#### JOB:
Reproduce word for word the passage of the movie reviews starting with "B Summer of" and going on through "to the issues.".

B+ My Fair Lady (1964), Fathom’s Big Screen Classics at several theaters

George Bernard Shaw’s 1912 play Pygmalion brilliantly examined issues of class, culture, and gender roles in an intimate story deftly balanced between drama and comedy. The musical version adds spectacle, which is completely unnecessary, yet doesn’t hurt the movie. Rex Harrison makes a wonderful Henry Higgins–tyrannical, cruel, and yet slowly falling in love without understanding why. But as Eliza Doolittle, Audrey Hepburn is miscast. Stanley Holloway steals the movie as Eliza’s happily slothful father; his two songs are the movie’s musical highlights. Read my essay.
B Summer of Soul (2021), 4-Star, Friday, 8:00pm

If you go to see this concert documentary only for the music, you’ll be disappointed. I don’t think there’s a single song played from start to ending without interruption. The film is much more about race issues than music. It’s primarily a record, shot on primitive, 1960s video, of a free concert in Harlem just weeks before Woodstock. But each act is interrupted with someone talking about the artist, or the African American situation then or now. The musicians, who include Stevie Wonder, Nina Simone, Sly and the Family Stone, Mahalia Jackson, and B.B. King, are fantastic. Just remember that the music takes backstage to the issues.

[Saved data entries]
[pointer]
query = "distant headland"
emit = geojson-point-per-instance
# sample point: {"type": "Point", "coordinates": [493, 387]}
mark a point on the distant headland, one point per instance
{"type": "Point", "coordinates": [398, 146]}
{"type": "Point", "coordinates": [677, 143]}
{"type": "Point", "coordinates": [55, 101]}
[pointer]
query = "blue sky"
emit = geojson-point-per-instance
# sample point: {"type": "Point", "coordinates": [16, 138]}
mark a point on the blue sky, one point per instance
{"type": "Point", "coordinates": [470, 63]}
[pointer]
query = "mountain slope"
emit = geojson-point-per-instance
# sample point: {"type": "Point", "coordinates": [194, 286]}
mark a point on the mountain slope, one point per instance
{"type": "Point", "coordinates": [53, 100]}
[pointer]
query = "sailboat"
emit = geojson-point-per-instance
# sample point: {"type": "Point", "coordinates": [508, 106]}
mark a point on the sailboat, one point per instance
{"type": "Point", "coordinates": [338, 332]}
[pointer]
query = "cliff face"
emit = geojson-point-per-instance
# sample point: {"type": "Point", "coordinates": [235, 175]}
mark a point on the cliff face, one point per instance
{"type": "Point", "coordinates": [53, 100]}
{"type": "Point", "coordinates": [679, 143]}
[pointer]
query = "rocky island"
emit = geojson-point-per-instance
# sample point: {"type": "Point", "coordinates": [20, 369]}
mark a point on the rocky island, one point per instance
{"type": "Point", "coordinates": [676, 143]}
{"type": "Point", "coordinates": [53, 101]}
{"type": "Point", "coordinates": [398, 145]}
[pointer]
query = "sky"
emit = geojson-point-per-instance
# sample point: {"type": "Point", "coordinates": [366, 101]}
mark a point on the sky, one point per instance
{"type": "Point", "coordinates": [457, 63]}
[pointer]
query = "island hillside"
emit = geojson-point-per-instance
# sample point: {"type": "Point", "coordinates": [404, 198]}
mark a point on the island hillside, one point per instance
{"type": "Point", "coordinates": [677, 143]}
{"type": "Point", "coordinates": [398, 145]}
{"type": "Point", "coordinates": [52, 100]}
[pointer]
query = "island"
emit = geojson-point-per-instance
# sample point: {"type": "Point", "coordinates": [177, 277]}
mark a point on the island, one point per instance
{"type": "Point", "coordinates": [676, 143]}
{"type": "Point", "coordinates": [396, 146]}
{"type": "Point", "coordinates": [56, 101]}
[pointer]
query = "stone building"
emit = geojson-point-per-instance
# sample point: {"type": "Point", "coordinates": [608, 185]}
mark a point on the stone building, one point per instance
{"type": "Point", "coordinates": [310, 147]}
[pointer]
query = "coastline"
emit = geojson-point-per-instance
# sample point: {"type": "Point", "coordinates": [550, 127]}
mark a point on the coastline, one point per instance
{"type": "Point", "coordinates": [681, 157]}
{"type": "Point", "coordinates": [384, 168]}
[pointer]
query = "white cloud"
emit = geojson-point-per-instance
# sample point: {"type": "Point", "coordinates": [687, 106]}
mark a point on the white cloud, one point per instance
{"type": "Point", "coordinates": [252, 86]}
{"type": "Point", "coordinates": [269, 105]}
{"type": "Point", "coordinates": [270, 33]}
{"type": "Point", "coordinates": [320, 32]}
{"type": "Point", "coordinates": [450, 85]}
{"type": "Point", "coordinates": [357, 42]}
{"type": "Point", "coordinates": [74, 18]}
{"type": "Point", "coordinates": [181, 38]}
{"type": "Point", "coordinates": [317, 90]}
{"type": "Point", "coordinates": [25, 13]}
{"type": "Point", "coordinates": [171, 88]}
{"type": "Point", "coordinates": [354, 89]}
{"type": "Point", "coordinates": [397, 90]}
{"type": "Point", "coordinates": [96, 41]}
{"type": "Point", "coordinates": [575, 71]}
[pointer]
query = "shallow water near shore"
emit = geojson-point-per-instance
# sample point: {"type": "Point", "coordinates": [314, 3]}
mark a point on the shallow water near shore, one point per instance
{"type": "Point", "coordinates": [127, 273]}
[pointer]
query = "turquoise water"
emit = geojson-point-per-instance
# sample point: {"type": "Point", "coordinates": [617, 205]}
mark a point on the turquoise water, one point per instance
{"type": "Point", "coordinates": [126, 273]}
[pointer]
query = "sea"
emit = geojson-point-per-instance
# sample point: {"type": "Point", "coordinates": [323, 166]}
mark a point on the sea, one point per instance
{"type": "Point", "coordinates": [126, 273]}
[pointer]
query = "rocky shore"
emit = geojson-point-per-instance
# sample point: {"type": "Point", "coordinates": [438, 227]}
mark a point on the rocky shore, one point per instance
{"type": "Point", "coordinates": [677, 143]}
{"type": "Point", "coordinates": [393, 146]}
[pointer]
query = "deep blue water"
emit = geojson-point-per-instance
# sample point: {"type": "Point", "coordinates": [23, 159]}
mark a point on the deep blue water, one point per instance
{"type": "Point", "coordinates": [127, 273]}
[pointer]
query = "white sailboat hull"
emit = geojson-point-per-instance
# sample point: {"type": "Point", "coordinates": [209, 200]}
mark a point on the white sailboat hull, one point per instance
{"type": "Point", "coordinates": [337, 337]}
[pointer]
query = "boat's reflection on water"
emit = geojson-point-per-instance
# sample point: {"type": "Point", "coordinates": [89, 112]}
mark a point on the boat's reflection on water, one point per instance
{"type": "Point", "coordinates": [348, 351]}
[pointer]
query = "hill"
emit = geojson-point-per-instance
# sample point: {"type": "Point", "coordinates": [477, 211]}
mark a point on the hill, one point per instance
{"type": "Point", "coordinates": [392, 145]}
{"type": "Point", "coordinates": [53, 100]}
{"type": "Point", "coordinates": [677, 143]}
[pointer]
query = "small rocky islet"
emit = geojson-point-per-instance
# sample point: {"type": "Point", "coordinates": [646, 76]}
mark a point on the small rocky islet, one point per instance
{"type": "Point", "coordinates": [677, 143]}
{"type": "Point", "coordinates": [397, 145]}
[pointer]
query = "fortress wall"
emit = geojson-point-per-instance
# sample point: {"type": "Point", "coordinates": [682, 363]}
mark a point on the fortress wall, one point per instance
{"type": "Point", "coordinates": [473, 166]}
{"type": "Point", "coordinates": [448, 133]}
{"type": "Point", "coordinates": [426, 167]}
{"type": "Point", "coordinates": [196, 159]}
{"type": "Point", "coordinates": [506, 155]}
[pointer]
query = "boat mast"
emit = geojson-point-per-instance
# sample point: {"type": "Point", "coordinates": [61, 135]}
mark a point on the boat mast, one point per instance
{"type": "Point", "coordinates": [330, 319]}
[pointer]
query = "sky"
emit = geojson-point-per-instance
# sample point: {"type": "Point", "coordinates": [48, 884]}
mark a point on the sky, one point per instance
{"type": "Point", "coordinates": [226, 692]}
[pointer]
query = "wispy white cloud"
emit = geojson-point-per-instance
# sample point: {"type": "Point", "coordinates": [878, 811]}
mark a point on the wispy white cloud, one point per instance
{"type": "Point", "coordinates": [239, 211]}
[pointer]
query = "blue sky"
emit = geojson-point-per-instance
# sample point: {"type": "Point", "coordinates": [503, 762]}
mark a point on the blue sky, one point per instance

#### RESPONSE TO THE EXERCISE:
B Summer of Soul (2021), 4-Star, Friday, 8:00pm

If you go to see this concert documentary only for the music, you’ll be disappointed. I don’t think there’s a single song played from start to ending without interruption. The film is much more about race issues than music. It’s primarily a record, shot on primitive, 1960s video, of a free concert in Harlem just weeks before Woodstock. But each act is interrupted with someone talking about the artist, or the African American situation then or now. The musicians, who include Stevie Wonder, Nina Simone, Sly and the Family Stone, Mahalia Jackson, and B.B. King, are fantastic. Just remember that the music takes backstage to the issues.